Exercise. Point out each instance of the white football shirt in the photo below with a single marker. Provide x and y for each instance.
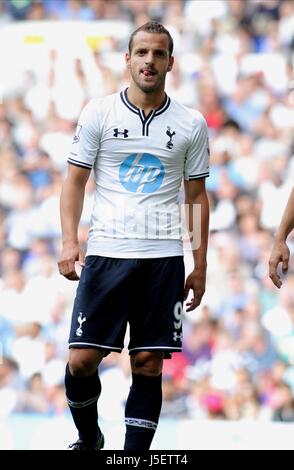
(138, 164)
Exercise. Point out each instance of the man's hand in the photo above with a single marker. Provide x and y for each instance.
(280, 254)
(195, 281)
(69, 255)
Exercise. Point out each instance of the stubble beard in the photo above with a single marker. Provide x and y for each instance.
(148, 88)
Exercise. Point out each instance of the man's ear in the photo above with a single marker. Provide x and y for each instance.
(171, 63)
(128, 60)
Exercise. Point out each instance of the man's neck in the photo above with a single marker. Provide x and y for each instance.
(145, 101)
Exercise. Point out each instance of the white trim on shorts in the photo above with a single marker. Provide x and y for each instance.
(165, 348)
(113, 348)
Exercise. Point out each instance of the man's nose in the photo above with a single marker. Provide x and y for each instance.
(149, 58)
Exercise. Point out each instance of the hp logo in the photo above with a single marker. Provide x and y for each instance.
(141, 173)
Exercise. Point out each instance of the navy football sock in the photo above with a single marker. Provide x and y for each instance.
(142, 411)
(82, 394)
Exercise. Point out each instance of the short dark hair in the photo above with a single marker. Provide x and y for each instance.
(153, 27)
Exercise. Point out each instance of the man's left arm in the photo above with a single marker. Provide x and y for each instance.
(195, 193)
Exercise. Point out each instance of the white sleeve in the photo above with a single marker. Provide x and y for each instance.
(197, 155)
(86, 141)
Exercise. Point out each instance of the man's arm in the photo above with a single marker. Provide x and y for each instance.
(195, 193)
(71, 206)
(280, 251)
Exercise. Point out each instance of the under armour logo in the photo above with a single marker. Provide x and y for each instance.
(178, 336)
(170, 134)
(77, 134)
(116, 133)
(81, 320)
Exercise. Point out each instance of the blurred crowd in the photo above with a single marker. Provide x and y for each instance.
(235, 63)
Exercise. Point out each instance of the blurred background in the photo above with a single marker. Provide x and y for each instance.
(233, 384)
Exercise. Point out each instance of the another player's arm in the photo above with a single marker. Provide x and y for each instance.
(71, 206)
(280, 251)
(195, 193)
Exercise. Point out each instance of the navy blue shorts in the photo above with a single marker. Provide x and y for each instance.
(146, 293)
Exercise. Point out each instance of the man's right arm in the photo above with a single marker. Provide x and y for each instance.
(280, 252)
(71, 206)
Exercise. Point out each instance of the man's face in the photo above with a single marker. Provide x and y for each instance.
(149, 61)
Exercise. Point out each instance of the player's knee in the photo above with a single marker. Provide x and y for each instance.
(83, 362)
(147, 363)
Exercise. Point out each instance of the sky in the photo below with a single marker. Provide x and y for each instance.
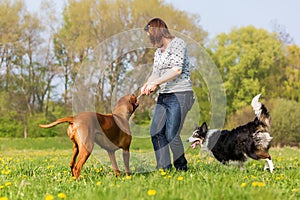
(219, 16)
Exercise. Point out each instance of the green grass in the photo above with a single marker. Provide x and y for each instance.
(39, 169)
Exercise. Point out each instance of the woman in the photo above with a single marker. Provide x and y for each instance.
(171, 73)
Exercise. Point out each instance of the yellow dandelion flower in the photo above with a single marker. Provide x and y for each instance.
(8, 184)
(161, 170)
(261, 184)
(49, 197)
(62, 195)
(151, 192)
(163, 173)
(253, 176)
(294, 190)
(98, 183)
(254, 184)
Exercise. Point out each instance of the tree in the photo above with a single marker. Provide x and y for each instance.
(251, 61)
(292, 73)
(86, 24)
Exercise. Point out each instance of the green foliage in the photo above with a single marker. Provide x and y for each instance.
(37, 174)
(285, 123)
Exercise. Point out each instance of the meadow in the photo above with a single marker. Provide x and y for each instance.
(39, 169)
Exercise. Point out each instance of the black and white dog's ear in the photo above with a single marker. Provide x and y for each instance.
(204, 127)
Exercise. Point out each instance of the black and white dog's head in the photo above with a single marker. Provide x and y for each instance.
(198, 136)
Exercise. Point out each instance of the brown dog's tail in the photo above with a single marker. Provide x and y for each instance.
(62, 120)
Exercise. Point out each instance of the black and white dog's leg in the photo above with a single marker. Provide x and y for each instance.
(269, 165)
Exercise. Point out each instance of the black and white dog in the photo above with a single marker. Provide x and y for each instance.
(250, 140)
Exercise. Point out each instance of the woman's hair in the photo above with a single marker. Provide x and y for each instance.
(157, 29)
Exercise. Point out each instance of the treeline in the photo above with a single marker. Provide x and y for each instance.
(57, 64)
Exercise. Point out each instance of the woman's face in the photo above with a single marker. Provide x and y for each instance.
(156, 40)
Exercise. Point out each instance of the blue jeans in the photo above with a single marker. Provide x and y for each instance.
(168, 118)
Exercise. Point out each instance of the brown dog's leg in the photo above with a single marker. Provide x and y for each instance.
(126, 156)
(74, 155)
(113, 161)
(82, 157)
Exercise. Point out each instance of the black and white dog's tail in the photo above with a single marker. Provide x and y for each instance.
(262, 136)
(261, 112)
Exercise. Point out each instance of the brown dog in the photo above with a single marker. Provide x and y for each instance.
(109, 131)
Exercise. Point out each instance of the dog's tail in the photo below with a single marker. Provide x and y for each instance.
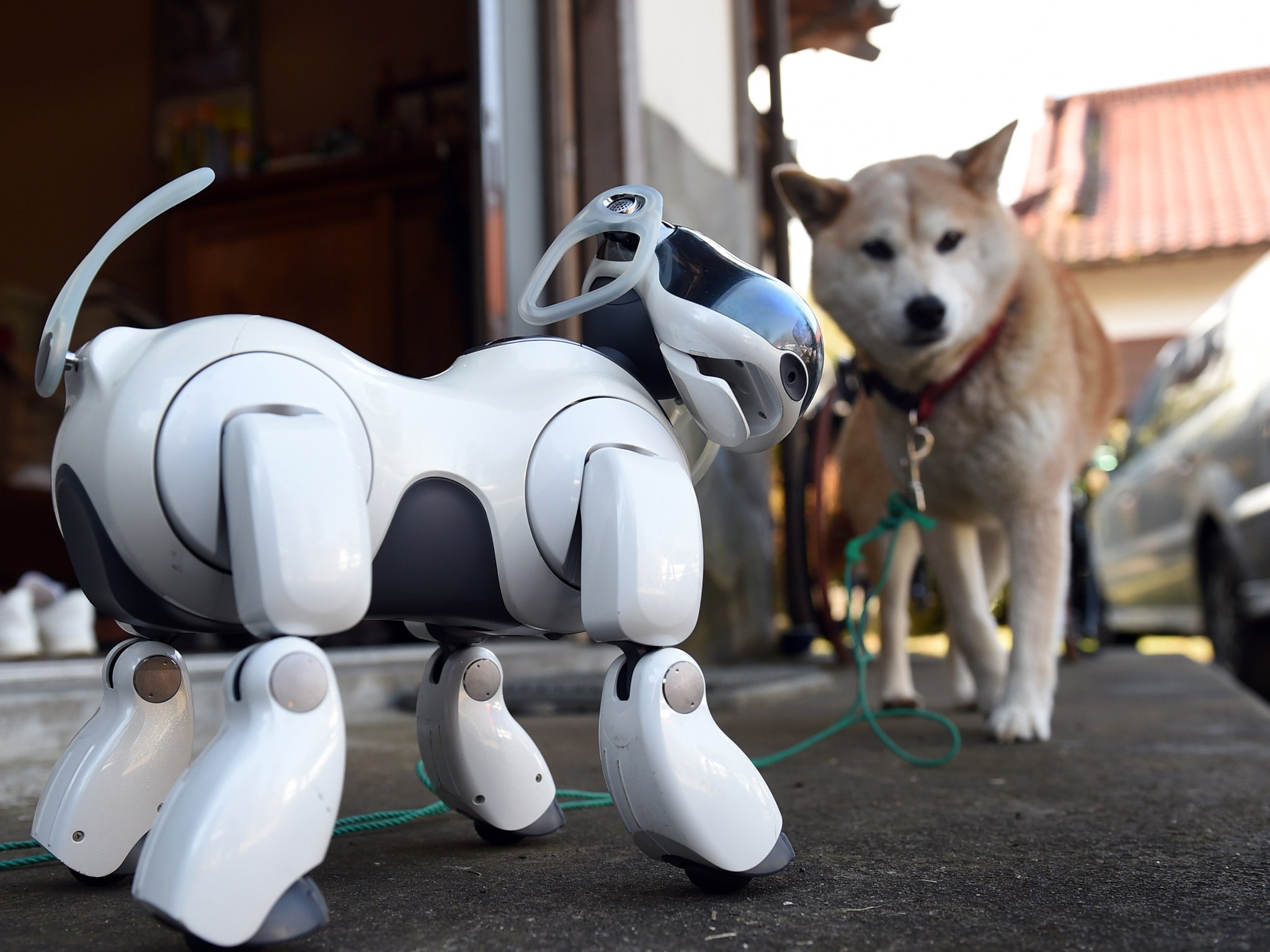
(56, 339)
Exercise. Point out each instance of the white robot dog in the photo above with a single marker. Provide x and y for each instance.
(241, 472)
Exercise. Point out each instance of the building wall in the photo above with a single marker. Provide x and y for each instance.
(1145, 304)
(689, 88)
(687, 74)
(1161, 299)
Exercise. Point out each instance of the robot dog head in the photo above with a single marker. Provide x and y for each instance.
(739, 348)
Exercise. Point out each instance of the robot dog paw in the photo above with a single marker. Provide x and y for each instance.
(721, 883)
(549, 823)
(1019, 721)
(298, 913)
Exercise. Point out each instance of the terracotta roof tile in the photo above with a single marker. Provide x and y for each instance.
(1173, 168)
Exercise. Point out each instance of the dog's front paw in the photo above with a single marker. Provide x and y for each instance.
(912, 700)
(1019, 720)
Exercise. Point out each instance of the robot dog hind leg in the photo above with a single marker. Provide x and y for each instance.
(229, 857)
(111, 782)
(683, 788)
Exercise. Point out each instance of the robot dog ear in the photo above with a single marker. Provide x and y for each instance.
(815, 202)
(56, 339)
(634, 209)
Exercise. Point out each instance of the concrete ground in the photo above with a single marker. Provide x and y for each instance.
(1142, 826)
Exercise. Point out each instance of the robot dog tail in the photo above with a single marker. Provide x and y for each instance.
(56, 339)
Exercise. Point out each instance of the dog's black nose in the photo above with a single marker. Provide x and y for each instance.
(925, 312)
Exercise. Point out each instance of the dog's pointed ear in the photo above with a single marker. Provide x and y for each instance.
(981, 165)
(815, 202)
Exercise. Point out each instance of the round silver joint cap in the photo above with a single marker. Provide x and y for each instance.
(482, 679)
(683, 687)
(299, 682)
(156, 679)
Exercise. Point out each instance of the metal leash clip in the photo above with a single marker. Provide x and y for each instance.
(920, 442)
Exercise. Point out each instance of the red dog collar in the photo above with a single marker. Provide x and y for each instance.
(923, 402)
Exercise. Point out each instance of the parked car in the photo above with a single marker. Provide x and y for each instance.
(1181, 534)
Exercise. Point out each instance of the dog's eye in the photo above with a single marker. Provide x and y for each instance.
(878, 249)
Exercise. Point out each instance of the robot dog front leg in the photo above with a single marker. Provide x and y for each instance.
(683, 788)
(479, 759)
(109, 786)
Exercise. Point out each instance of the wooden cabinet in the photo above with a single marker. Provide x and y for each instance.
(375, 254)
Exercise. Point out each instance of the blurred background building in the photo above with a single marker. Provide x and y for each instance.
(1156, 198)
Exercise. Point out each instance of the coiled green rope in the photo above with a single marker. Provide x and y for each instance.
(898, 512)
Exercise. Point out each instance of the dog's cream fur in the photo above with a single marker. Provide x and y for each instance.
(1009, 437)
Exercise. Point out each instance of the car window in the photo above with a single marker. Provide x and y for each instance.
(1250, 327)
(1203, 374)
(1145, 413)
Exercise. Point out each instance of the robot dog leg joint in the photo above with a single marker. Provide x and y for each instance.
(115, 776)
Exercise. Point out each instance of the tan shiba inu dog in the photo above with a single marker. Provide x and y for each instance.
(962, 327)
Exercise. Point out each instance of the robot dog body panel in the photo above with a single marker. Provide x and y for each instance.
(445, 459)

--------

> _Aim of the exercise_
Both ends count here. Reproduce exactly the lines from the one containing "Exercise. Point out each instance of the robot dog leg" through the end of the listing.

> _Task result_
Exercise. Point out each instance of the robot dog leg joint in the photo above with a single marker. Provide x and y for each instance.
(115, 776)
Exercise. Point out each instance of the tan shiba inu dog in the photo above with a single marker. Provide x and y for each instance.
(962, 327)
Exercise. Point out each instance of the robot dog body panel in the photo above with a single marker. Provide x and y for each instance.
(445, 459)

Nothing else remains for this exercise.